What to produce: Type out the records that follow, exactly as given.

Dataset records:

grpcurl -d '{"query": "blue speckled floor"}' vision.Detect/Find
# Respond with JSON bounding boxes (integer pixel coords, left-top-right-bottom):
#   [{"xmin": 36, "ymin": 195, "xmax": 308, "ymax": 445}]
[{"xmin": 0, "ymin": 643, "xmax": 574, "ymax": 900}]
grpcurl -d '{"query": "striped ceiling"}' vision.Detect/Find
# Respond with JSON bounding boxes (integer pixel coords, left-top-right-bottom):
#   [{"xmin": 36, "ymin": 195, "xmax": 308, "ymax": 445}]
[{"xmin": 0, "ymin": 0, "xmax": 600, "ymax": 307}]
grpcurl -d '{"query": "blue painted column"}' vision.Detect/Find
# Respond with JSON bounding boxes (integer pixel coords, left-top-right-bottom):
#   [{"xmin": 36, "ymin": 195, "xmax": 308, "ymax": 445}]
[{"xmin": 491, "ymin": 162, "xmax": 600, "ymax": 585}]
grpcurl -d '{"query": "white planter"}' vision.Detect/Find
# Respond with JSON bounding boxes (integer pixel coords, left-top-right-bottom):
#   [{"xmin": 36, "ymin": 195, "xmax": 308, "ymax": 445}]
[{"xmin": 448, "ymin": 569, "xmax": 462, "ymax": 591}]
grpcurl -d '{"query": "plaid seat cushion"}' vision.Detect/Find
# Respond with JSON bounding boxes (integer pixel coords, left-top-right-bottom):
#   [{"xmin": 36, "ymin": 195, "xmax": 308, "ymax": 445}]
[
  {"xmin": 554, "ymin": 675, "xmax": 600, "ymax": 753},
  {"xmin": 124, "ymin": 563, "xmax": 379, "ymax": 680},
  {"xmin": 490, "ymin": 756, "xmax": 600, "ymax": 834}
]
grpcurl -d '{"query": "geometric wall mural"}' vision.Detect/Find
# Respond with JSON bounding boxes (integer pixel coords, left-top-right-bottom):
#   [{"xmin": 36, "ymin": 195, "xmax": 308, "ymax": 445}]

Complete answer:
grpcurl -d '{"query": "blue speckled floor"}' vision.Detect/Find
# Respond with JSON bounding boxes (integer pixel coords, left-top-right-bottom):
#   [{"xmin": 36, "ymin": 195, "xmax": 308, "ymax": 445}]
[{"xmin": 0, "ymin": 643, "xmax": 574, "ymax": 900}]
grpcurl -d '{"query": "striped ceiling"}' vision.Detect/Find
# Respond with JSON bounding boxes (integer pixel coords, left-top-right-bottom):
#   [{"xmin": 36, "ymin": 195, "xmax": 308, "ymax": 445}]
[{"xmin": 0, "ymin": 0, "xmax": 600, "ymax": 307}]
grpcurl -d '{"query": "blue painted column"}' vision.Detect/Find
# Respond with JSON bounding boxes (integer pixel coords, left-top-right-bottom):
#   [{"xmin": 36, "ymin": 195, "xmax": 308, "ymax": 445}]
[{"xmin": 491, "ymin": 162, "xmax": 600, "ymax": 585}]
grpcurl -d '{"query": "white planter"}' vision.Detect/Find
# Respond with JSON bounding boxes (integer pixel coords, left-top-right-bottom):
#   [{"xmin": 36, "ymin": 195, "xmax": 308, "ymax": 445}]
[{"xmin": 448, "ymin": 569, "xmax": 462, "ymax": 591}]
grpcurl -d '{"query": "plaid seat cushion"}' vision.Detect/Find
# Respond with JSON bounding boxes (integer pixel coords, left-top-right-bottom):
#   [{"xmin": 36, "ymin": 195, "xmax": 308, "ymax": 445}]
[
  {"xmin": 554, "ymin": 675, "xmax": 600, "ymax": 753},
  {"xmin": 124, "ymin": 563, "xmax": 379, "ymax": 680},
  {"xmin": 490, "ymin": 756, "xmax": 600, "ymax": 834}
]
grpcurl -d '{"query": "geometric wall mural"}' vision.Detect/Find
# Respond with JSON bounding boxes (integer pixel coords, left-top-right-bottom):
#   [{"xmin": 36, "ymin": 195, "xmax": 308, "ymax": 445}]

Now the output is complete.